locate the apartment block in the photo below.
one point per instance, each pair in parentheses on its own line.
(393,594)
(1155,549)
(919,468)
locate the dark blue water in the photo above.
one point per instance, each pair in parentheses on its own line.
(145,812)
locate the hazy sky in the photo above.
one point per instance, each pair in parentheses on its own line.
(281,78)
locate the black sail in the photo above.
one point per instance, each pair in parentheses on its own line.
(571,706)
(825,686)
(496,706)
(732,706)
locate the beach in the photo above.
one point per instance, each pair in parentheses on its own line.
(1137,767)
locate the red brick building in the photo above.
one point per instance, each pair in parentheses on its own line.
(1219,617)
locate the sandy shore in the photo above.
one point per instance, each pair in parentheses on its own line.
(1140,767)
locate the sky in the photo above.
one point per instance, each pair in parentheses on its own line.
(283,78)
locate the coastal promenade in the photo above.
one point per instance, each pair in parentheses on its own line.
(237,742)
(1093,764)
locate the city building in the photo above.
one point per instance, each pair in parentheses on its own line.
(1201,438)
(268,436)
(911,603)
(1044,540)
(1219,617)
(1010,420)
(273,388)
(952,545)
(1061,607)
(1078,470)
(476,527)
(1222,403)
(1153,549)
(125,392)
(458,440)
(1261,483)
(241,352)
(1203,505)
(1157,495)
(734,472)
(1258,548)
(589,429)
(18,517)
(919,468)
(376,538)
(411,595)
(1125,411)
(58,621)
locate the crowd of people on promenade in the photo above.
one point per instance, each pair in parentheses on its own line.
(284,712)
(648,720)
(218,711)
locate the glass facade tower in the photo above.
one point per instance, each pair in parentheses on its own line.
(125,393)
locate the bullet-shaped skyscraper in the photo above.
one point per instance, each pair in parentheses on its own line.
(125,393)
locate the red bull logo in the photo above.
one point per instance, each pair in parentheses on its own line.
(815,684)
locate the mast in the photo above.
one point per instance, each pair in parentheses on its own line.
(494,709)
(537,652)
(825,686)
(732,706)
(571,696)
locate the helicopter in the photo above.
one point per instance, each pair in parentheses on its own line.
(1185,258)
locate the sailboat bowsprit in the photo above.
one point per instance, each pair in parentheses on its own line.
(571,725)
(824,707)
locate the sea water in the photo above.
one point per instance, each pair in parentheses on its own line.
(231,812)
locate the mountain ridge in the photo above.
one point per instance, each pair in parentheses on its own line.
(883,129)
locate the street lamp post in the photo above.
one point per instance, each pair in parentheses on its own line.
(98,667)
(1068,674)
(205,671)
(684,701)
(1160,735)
===
-- The exercise --
Nothing should be changed: write out all of the data as is.

-- Completed task --
locate the apartment block in the photo below.
one point per instance, each pair in parentheses on its own line.
(393,594)
(1155,549)
(919,468)
locate the dark blue water in the photo above.
one point per instance, each pair in parentheses on its own line.
(145,812)
locate the hazy sky in the photo above.
one point per instance, each pair in parentheses on its own line.
(281,78)
locate the black sail in the photo above.
one point per instance, each pair in parentheses on its own line.
(571,706)
(825,686)
(496,706)
(732,706)
locate the beach in the photo above.
one point per instance, each pair in parentheses on its own line.
(1137,767)
locate the red brick building in the photo above.
one point per instance, each pair in parentheses on its own line.
(1219,617)
locate the sandy shore in the photo above.
one point per instance, each pair in parentheses on its own line.
(1140,767)
locate the sky in the photo above.
one point per instance, each pair in parentheses on its own line.
(283,78)
locate the coastal promenade in the photo above.
one point per instance, each pair in parentheses on its own line.
(237,742)
(1093,764)
locate the city building in the photo above.
one point per instance, each pair in parentheses on its own line.
(1201,438)
(268,436)
(911,603)
(1044,540)
(1219,617)
(1010,420)
(273,388)
(952,545)
(1061,607)
(1078,470)
(476,527)
(1222,403)
(1153,549)
(125,392)
(458,440)
(1261,483)
(241,352)
(1203,505)
(1157,495)
(734,472)
(1258,548)
(589,429)
(18,517)
(919,468)
(376,538)
(411,595)
(1125,411)
(58,621)
locate the crowd of people on promenade in the photo above.
one point per instance, each pair in parentheses on its own line.
(284,712)
(648,720)
(218,711)
locate the glass facade tower in the photo above.
one point per instance, each pair in parentheses on its own line.
(125,393)
locate the bullet-shaped skyscraper in the photo above.
one point per instance, each pair in parentheses on its own line.
(125,393)
locate the red bull logo in the photo above.
one point per instance, each pair in parentheses on its own line.
(815,684)
locate the mast in the photo above.
one point per instance, each pair in parentheses on its own line.
(494,709)
(537,652)
(825,686)
(732,706)
(571,696)
locate the helicopter in the photo above.
one point per instance, each pair in parentheses on its own line.
(1185,258)
locate the sailboat bowsprit in the photo above.
one point per instance, each pair in parentheses on its own line.
(571,725)
(824,707)
locate the sea water in the photo above.
one point per instance, each pair in parentheses on its own line.
(231,812)
locate the mountain ridge in the photo above.
one point per instance, each pair in parentheses on its own line.
(883,129)
locate the street lamp post in the photo above.
one point per instance, each pair in parentheses on its own line.
(98,667)
(1068,674)
(205,671)
(684,701)
(1160,735)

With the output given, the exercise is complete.